--- ENTRIES PROVIDED ---
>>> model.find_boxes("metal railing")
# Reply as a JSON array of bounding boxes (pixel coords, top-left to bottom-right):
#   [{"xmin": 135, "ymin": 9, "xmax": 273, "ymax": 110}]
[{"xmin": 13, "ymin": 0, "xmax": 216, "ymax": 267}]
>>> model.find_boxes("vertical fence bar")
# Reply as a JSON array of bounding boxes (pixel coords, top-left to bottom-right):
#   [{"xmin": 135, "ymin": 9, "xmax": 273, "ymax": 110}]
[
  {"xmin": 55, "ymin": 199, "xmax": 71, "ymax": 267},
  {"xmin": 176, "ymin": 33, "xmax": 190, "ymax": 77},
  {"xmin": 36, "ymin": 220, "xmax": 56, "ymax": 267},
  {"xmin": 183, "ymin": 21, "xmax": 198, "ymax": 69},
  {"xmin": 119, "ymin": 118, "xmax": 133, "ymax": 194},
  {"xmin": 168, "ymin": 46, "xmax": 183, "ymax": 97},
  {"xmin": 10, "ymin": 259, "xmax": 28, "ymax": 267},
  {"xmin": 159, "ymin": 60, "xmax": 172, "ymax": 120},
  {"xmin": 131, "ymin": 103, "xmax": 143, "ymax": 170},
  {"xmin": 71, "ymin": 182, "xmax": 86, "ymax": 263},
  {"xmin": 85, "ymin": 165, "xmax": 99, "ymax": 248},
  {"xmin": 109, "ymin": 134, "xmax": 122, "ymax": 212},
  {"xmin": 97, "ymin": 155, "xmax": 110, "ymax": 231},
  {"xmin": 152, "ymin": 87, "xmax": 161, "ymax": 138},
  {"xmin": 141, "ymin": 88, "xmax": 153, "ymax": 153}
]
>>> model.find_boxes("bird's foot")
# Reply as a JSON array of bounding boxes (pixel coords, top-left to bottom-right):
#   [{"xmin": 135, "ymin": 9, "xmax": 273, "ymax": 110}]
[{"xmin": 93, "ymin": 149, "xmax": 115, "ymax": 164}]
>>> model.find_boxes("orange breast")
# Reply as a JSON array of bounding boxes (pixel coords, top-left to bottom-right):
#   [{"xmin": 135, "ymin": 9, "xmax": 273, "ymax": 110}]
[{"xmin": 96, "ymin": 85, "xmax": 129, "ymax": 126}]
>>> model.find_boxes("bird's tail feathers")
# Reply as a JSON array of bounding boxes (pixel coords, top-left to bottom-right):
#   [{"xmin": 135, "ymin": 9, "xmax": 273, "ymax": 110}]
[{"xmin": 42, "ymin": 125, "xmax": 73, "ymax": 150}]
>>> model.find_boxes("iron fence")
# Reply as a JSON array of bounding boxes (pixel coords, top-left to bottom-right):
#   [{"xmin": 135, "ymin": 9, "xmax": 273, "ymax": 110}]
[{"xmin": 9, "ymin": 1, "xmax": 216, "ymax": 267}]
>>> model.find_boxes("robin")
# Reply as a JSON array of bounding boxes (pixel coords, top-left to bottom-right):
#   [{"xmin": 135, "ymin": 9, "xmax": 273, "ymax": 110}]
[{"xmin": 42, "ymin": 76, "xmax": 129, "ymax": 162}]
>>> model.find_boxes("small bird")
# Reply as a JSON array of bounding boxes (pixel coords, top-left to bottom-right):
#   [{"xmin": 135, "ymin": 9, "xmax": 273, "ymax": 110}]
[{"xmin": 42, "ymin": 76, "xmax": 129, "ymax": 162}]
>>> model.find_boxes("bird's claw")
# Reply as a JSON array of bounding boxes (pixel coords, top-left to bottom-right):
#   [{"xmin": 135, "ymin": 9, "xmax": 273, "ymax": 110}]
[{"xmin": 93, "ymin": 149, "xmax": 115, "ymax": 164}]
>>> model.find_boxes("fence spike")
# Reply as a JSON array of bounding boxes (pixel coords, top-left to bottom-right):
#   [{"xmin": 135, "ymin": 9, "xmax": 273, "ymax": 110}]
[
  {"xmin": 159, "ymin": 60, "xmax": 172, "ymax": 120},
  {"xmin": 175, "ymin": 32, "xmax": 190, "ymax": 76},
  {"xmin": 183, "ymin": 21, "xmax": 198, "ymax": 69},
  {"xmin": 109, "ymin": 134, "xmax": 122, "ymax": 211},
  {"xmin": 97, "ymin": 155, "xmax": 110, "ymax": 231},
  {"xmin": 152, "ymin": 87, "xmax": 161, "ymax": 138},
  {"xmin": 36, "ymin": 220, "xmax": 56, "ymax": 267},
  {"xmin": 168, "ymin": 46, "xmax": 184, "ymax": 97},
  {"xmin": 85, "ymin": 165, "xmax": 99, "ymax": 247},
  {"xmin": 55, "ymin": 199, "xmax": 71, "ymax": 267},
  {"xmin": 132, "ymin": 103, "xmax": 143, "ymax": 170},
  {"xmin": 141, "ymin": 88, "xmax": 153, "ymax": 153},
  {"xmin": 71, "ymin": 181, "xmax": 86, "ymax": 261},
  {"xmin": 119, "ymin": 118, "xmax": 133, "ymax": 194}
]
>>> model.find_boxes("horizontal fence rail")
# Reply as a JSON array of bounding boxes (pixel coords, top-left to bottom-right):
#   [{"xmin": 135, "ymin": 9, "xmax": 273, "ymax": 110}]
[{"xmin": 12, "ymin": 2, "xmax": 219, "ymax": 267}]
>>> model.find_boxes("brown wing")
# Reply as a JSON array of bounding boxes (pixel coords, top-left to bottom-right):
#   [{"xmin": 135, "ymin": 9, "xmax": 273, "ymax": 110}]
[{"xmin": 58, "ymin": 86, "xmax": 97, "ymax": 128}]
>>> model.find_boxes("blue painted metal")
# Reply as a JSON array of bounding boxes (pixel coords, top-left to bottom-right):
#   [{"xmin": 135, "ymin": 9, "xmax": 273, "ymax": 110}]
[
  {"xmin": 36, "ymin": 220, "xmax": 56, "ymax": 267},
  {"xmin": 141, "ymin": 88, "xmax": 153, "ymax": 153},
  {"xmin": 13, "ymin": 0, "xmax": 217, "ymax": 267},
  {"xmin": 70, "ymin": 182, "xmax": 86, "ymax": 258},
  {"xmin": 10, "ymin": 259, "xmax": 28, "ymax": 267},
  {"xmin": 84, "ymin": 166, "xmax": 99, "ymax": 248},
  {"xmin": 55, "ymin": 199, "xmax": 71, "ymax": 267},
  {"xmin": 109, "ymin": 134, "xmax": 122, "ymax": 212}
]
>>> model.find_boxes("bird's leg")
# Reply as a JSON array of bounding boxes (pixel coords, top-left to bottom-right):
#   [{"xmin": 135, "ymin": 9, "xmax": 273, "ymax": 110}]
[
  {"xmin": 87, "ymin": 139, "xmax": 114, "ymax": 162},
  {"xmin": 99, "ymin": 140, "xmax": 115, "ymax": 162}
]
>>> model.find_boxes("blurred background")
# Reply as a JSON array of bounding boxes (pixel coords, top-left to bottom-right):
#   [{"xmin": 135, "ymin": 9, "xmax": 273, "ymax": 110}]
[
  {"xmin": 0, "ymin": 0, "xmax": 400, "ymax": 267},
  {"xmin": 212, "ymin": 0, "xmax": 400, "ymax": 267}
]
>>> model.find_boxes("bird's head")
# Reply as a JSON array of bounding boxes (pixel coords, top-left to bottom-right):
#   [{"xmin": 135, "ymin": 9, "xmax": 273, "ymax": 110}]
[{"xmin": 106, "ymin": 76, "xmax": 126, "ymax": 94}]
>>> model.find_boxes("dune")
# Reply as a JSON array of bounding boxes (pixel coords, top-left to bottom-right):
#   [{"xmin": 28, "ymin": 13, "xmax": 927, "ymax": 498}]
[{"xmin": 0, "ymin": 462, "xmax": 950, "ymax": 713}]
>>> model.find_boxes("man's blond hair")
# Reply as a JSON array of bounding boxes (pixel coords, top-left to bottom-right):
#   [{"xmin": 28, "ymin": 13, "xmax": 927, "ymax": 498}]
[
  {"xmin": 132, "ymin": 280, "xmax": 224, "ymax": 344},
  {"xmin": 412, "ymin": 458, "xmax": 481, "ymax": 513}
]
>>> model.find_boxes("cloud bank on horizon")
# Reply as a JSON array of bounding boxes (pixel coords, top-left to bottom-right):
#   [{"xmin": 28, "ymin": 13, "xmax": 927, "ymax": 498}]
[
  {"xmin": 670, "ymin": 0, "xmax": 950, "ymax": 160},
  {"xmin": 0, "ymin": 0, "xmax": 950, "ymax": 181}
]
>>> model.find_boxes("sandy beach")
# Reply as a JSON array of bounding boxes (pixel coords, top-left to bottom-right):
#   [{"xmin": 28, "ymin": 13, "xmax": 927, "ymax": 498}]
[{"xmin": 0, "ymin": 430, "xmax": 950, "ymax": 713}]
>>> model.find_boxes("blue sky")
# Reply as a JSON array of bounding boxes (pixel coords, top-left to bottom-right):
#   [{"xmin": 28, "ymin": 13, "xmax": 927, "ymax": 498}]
---
TASK DIRECTIONS: Please return every line of the records above that contains the string "bird", treating uppercase and lowercase as different.

WRITTEN RESPONSE:
>>> model.find_boxes("bird's foot")
>>> model.find_boxes("bird's tail feathers")
>>> model.find_boxes("small bird")
>>> model.find_boxes("bird's claw")
>>> model.find_boxes("bird's leg")
>>> model.find_boxes("bird's head")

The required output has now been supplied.